◆ To do: What follows is a block of records; reproduce all of it verbatim.
---- Source data
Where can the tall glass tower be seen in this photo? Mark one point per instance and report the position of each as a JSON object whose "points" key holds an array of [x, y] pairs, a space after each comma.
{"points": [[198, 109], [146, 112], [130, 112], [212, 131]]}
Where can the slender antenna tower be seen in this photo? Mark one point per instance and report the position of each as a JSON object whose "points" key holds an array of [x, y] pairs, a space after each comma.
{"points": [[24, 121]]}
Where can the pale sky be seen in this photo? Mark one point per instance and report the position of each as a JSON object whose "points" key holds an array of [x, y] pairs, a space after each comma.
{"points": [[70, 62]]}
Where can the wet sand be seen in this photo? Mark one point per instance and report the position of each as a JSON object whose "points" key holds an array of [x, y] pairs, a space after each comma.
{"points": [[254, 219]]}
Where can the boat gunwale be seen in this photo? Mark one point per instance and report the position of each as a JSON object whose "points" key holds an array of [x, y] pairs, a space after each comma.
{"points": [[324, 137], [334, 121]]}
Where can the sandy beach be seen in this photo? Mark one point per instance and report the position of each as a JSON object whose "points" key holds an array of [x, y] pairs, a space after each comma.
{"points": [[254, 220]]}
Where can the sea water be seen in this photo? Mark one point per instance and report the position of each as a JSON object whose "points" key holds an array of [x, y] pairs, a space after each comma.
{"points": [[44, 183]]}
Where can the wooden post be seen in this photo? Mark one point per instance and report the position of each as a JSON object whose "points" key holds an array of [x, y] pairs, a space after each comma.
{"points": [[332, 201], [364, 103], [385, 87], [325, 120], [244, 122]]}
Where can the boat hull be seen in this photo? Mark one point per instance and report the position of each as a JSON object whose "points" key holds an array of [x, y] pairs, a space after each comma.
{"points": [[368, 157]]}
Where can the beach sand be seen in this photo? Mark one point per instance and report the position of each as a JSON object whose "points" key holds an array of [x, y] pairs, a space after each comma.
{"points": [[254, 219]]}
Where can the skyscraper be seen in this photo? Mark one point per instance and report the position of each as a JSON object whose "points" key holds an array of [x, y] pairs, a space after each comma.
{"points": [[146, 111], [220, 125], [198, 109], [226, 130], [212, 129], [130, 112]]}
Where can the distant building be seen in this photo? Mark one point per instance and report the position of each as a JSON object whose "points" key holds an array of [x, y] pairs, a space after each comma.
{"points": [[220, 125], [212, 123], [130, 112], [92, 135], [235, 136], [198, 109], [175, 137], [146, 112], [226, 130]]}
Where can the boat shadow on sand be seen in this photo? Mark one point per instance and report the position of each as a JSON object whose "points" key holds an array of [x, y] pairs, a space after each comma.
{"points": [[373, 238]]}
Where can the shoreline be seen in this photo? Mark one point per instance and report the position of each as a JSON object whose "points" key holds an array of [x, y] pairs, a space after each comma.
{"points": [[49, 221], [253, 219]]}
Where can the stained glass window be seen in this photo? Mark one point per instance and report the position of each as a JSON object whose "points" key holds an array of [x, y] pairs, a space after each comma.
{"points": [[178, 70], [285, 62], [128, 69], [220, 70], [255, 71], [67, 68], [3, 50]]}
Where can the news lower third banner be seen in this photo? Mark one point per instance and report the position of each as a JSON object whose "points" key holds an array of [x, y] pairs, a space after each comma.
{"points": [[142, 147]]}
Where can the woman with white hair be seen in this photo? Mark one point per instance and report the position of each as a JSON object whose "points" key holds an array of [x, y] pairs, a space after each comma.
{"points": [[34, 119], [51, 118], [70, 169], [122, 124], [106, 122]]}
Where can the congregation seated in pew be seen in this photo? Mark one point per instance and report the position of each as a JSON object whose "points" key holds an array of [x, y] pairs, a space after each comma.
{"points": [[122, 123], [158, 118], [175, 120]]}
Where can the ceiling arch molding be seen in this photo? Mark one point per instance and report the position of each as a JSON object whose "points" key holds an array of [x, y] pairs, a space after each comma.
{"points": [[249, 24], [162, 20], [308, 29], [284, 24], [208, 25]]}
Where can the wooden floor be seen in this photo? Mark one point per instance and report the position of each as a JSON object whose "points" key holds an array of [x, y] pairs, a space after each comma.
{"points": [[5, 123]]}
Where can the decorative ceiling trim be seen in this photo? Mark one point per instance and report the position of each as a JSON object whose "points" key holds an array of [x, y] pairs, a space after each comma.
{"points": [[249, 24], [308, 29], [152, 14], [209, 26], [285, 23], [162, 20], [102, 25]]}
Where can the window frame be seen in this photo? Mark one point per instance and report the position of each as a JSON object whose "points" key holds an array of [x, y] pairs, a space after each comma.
--------
◆ Result:
Where can the tall glass tower be seen in this photo? Mark one point per instance and report the position of each as a JSON object whose "points" key holds an array of [x, y] pairs, a space after each comma.
{"points": [[198, 109], [146, 112], [130, 112], [212, 131]]}
Where can the slender antenna tower be seen in this photo? Mark one point per instance and report the position of each as a JSON object whose "points" key holds an array of [x, y] pairs, a space after each comma.
{"points": [[24, 121]]}
Where can the pale sky be seen in this photo? Mark one point per instance and report the position of each as a JSON object whose "points" key holds an array of [x, y] pairs, a space after each comma.
{"points": [[70, 62]]}
Where can the wet sand be seen in this photo? Mark one point per instance and report the position of each as a JSON object whose "points" key holds an array of [x, y] pairs, a space after each comma.
{"points": [[254, 219]]}
Where can the boat gunwale be seen in this photo? Mark one point per instance and report the position of each as a JSON object whose "points" key holds an array of [x, y] pairs, a space after each comma.
{"points": [[324, 137], [334, 121]]}
Where can the sandy beach be seen in this photo? Mark one point per instance and report the position of each as a JSON object whose "points" key holds an array of [x, y] pairs, a space after each comma.
{"points": [[254, 220]]}
Where can the sea water be seen in this photo? Mark one point per instance and report the position of each as a JSON object whose "points" key holds an array of [x, y] pairs, a space after each comma.
{"points": [[44, 183]]}
Where can the wooden post be seen in this photo? Mark one point per instance and report the position of each as a JSON object whose "points" key holds an array of [x, y] pairs, a space after each comma.
{"points": [[332, 201], [364, 103], [385, 87], [325, 120], [244, 122]]}
Where can the boat hull be seen in this photo? Mark one point per instance and report the position of each as a JSON object whose "points" key holds an array of [x, y] pairs, a space after each comma.
{"points": [[368, 157]]}
Where can the beach sand be seen in this photo? Mark one point per instance and report the position of each as a JSON object whose "points" key holds an array of [x, y] pairs, a space after each comma.
{"points": [[254, 219]]}
Where can the skyscraper be seen in this photo? Mark one point per instance and report the position of each as a JSON object whose "points" key holds an array of [x, y] pairs, a space after each comma.
{"points": [[146, 111], [220, 125], [198, 109], [226, 130], [212, 129], [130, 112]]}
Where can the distant building be seen in this photo? Mark one point per instance and report the position of each as a JSON object whose "points" key holds an array of [x, y] pairs, a space after each comma.
{"points": [[220, 125], [212, 123], [130, 112], [92, 135], [235, 136], [198, 109], [175, 137], [146, 112], [226, 130]]}
Where can the boat shadow on sand be seen in this photo? Mark one point per instance and report the position of each as a JSON object whose "points" key holds an array of [x, y] pairs, a space after each comma.
{"points": [[373, 238]]}
Where can the shoreline be seen in this photo? Mark one point per instance and report the position of each as a JSON object whose "points" key holds an array of [x, y] pairs, a space after each comma.
{"points": [[49, 221], [253, 219]]}
Where can the stained glass window be seen in this photo? Mark one point per instance and report the position of each as a JSON object whose "points" key holds an array of [x, y] pairs, a space after each comma.
{"points": [[178, 70], [285, 62], [128, 69], [220, 70], [255, 71], [67, 68], [3, 50]]}
Where can the news lower third banner be seen in this photo? Mark one point per instance and report the position of each as a JSON object whose "points" key holds an array of [x, y] pairs, a space after each comma.
{"points": [[142, 147]]}
Where can the woman with white hair be seen in this photo? Mark one point per instance and report the position of each as a JSON object whose "points" key holds an array of [x, y] pairs, a space after each comma.
{"points": [[34, 119], [51, 118], [70, 169], [122, 124], [106, 122]]}
Where can the congregation seated in pew be seen in this photo? Mark one point per instance and report the position of each as a JSON object whose "points" key holds an array of [x, y] pairs, a space after each comma.
{"points": [[122, 123], [158, 118], [175, 120]]}
Where can the ceiling arch molding be seen in this photo? Mark one point per instance and report the position of each as a JSON object whose "points" key holds an array of [x, y] pairs, a space after each comma.
{"points": [[249, 24], [162, 20], [308, 29], [284, 24], [208, 25]]}
Where can the wooden floor be seen in this photo? Mark one point per instance and report the position of each as a JSON object whose "points" key holds an array of [x, y] pairs, a space after each comma.
{"points": [[5, 123]]}
Where can the decorative ceiling trim be seen in this photo? Mark one point per instance and report the position of each as a JSON object whose "points" key holds an array of [x, y] pairs, a space after each comma.
{"points": [[249, 24], [308, 29], [152, 14], [209, 26], [285, 23], [162, 20], [102, 25]]}
Where can the window frame be seen in this photo? Mark one point per instance and report the position of each as a JSON object whose "points" key holds an array of [x, y] pairs, a space after each comma.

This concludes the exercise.